=== RECORD LIST ===

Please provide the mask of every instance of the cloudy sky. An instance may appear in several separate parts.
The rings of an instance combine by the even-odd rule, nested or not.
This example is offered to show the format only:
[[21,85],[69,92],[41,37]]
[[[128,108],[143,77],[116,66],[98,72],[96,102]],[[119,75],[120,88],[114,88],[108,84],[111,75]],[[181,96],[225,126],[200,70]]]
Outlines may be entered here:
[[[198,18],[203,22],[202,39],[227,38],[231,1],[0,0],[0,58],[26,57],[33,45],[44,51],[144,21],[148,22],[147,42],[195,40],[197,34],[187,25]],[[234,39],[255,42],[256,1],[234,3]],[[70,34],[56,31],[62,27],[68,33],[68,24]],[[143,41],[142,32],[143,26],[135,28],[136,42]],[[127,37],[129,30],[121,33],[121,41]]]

===

**EXERCISE OBJECTIVE**
Reproduce every line of the records above, character for character.

**SOLUTION TO THIS PROBLEM**
Please provide the mask of every instance of the cloudy sky. An instance may appear in several separate parts.
The rings of an instance combine by the even-odd rule, nested or not.
This example is offered to show the format only:
[[21,85],[69,92],[41,37]]
[[[128,108],[143,77],[116,66],[98,72],[96,102]],[[119,75],[120,88],[114,88],[108,84],[111,75]],[[181,96],[225,126],[200,70]]]
Outlines may be entered here:
[[[198,18],[203,22],[202,39],[227,38],[231,1],[0,0],[0,58],[26,57],[33,45],[44,51],[144,21],[148,22],[147,42],[195,40],[197,34],[187,25]],[[234,39],[255,42],[256,1],[234,3]],[[70,34],[56,31],[62,27],[68,33],[68,24]],[[143,41],[142,32],[143,26],[135,28],[136,42]],[[127,37],[129,30],[121,33],[121,41]]]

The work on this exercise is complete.